*** The records Section Begins ***
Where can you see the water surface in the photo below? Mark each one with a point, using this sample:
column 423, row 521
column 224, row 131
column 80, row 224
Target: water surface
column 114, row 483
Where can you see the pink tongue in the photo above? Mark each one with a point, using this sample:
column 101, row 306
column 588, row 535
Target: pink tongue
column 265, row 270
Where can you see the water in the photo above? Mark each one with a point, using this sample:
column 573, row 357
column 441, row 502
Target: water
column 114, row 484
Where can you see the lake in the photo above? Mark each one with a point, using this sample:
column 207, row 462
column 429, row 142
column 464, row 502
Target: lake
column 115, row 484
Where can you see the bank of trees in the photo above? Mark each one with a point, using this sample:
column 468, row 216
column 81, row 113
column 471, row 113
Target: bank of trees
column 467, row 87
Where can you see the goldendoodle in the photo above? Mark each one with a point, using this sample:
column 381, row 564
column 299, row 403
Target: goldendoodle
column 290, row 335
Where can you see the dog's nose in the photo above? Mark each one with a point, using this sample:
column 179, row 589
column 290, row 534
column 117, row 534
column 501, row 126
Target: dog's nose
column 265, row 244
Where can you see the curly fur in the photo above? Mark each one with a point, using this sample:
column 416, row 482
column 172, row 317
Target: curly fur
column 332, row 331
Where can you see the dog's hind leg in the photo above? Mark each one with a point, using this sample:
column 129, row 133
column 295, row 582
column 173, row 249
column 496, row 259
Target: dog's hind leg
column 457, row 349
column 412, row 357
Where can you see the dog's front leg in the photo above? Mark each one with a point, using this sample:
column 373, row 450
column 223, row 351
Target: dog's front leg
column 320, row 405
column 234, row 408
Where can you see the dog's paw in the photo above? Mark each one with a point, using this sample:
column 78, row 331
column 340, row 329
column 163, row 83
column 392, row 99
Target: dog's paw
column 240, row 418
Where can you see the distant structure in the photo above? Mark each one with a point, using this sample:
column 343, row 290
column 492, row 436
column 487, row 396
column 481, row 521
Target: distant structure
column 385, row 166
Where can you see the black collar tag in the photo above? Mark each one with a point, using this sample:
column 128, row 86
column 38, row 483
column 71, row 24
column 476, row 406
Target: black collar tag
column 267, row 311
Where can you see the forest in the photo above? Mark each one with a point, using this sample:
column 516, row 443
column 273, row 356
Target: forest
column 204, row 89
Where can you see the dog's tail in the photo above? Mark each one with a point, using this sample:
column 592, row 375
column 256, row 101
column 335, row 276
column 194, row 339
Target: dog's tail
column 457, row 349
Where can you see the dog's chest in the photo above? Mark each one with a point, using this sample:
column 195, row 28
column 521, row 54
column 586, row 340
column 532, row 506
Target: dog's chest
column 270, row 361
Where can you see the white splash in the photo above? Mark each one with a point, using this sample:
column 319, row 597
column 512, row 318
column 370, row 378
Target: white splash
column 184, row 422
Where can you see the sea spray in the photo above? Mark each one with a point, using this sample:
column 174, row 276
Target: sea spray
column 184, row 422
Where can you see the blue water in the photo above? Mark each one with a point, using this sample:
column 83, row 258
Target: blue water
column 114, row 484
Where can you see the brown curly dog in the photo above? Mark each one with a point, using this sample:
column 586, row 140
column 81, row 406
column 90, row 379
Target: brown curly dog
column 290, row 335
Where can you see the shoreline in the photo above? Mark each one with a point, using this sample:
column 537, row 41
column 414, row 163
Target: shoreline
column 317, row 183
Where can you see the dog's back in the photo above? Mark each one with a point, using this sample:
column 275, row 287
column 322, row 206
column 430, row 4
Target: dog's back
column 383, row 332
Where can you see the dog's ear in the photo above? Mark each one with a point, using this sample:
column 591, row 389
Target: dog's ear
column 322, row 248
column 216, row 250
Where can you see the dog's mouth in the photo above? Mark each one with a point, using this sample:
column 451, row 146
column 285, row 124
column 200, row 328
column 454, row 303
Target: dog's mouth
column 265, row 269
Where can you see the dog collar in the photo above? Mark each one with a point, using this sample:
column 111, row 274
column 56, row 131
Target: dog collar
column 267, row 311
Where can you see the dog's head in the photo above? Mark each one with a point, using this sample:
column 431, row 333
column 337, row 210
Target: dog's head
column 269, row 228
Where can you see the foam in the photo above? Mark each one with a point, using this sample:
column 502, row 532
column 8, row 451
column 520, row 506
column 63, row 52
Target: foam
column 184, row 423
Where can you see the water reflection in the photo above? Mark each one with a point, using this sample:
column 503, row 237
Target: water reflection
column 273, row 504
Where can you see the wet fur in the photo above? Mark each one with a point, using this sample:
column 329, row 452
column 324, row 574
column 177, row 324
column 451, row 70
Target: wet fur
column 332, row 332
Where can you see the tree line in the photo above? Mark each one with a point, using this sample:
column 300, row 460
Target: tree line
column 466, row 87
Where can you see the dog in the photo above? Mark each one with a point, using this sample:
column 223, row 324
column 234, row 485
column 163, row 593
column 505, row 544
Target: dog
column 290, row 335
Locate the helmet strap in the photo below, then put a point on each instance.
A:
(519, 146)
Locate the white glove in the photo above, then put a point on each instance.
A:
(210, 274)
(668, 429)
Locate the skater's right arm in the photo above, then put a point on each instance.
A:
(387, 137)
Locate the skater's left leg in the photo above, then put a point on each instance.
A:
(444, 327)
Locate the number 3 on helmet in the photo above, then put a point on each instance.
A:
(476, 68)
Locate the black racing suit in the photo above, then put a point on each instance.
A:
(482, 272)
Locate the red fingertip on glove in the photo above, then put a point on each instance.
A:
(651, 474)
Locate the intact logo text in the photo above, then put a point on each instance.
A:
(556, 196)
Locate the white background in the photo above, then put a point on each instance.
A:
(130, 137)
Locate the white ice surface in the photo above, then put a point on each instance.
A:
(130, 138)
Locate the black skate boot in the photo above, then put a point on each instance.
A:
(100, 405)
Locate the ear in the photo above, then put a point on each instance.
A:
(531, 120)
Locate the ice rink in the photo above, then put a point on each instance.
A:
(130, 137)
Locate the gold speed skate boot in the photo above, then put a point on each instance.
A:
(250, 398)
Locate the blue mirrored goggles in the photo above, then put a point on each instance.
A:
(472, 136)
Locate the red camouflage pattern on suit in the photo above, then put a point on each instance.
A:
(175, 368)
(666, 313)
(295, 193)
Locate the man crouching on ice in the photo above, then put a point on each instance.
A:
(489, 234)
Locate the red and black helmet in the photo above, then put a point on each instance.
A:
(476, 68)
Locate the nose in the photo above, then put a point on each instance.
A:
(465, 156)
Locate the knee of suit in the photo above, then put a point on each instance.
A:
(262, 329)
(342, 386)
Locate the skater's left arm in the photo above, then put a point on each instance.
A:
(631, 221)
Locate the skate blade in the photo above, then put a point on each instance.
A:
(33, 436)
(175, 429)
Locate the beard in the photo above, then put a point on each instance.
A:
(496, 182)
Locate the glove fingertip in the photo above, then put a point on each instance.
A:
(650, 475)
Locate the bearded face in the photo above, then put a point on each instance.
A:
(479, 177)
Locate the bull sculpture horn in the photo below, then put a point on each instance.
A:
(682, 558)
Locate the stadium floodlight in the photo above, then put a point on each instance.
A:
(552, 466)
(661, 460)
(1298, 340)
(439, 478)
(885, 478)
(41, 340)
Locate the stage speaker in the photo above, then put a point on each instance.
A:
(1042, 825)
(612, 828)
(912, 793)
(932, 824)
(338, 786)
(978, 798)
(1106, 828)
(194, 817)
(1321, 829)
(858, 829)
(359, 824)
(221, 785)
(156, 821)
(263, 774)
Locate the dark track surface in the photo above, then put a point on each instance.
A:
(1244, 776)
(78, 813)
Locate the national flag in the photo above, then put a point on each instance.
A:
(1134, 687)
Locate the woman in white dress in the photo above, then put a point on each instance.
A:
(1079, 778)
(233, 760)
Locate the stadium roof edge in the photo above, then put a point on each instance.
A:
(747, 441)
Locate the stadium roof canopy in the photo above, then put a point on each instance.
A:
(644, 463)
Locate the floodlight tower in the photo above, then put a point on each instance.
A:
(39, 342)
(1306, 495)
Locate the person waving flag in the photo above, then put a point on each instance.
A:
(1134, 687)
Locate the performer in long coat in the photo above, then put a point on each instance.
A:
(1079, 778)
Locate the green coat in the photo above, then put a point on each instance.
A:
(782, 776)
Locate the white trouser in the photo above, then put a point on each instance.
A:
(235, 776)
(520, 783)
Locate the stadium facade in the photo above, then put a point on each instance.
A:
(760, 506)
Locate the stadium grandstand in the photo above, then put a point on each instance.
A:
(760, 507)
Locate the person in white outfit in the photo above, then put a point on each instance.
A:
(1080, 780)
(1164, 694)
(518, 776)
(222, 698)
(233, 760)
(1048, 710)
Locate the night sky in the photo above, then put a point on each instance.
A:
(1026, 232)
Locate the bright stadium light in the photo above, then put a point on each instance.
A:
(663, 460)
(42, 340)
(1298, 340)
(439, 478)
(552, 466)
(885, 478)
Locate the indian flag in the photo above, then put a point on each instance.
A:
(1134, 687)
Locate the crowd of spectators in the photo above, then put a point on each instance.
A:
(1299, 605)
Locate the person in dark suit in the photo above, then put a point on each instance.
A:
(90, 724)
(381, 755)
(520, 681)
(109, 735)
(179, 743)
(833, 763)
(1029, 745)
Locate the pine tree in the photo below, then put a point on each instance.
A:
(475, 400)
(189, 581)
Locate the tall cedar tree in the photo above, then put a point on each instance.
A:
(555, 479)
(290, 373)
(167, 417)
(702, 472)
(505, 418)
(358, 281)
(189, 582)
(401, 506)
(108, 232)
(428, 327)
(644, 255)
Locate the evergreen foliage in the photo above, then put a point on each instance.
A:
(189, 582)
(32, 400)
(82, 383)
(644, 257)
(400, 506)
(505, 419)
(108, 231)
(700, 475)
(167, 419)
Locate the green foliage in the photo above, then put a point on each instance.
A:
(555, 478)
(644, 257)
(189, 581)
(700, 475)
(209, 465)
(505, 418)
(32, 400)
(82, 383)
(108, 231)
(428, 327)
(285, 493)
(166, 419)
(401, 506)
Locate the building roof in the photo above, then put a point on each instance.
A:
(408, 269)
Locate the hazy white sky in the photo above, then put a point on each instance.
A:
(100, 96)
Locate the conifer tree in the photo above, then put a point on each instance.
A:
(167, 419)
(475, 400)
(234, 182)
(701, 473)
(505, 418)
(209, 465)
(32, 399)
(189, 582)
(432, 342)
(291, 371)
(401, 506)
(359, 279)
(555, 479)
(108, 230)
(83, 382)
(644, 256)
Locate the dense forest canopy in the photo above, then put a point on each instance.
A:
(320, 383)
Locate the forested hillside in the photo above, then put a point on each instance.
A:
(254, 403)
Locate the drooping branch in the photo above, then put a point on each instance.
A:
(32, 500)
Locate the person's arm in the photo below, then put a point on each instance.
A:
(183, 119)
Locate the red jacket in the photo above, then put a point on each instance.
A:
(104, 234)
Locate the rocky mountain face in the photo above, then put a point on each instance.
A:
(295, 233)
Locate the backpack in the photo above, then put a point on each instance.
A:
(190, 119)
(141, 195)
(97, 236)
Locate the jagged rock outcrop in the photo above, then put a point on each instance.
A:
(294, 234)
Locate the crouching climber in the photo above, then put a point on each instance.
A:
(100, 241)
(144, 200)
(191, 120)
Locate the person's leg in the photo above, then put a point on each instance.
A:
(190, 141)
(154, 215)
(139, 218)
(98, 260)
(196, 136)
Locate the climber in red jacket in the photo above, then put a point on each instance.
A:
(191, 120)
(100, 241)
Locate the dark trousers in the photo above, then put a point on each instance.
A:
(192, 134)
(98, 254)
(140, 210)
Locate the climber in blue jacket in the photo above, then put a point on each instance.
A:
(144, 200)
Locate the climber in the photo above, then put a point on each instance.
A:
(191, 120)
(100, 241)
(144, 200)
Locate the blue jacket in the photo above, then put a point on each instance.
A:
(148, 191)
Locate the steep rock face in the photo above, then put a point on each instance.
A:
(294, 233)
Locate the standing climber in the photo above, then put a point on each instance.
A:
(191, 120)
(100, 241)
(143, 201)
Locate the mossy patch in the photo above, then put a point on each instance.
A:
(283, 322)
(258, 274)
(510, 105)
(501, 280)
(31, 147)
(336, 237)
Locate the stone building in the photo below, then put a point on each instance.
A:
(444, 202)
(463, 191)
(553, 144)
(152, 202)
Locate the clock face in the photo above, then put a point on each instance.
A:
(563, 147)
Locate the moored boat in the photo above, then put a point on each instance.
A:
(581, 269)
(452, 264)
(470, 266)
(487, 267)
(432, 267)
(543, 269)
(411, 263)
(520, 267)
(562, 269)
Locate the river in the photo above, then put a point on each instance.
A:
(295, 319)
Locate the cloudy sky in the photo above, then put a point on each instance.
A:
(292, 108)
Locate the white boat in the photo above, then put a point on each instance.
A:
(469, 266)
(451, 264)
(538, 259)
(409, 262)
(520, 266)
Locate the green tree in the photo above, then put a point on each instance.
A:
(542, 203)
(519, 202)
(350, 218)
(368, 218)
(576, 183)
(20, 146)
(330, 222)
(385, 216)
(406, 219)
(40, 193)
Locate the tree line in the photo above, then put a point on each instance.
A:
*** The records Section Ends ***
**Activity:**
The entries above hold the needed span. Transcribe exactly the lines from the one with "column 588, row 535" to the one with "column 381, row 564", both included.

**Exercise solution:**
column 588, row 535
Target: pink tongue
column 265, row 270
Where can you see the water in the photo above? Mark each one with a point, using this sample:
column 573, row 357
column 441, row 502
Target: water
column 114, row 484
Where can you see the lake in the photo above? Mark each one with a point, using this sample:
column 207, row 462
column 429, row 142
column 464, row 502
Target: lake
column 115, row 484
Where can you see the bank of trees in the photo above? Mark each one with a point, using this sample:
column 468, row 216
column 81, row 113
column 471, row 113
Target: bank of trees
column 467, row 87
Where can you see the goldendoodle in the photo above? Mark each one with a point, using this sample:
column 381, row 564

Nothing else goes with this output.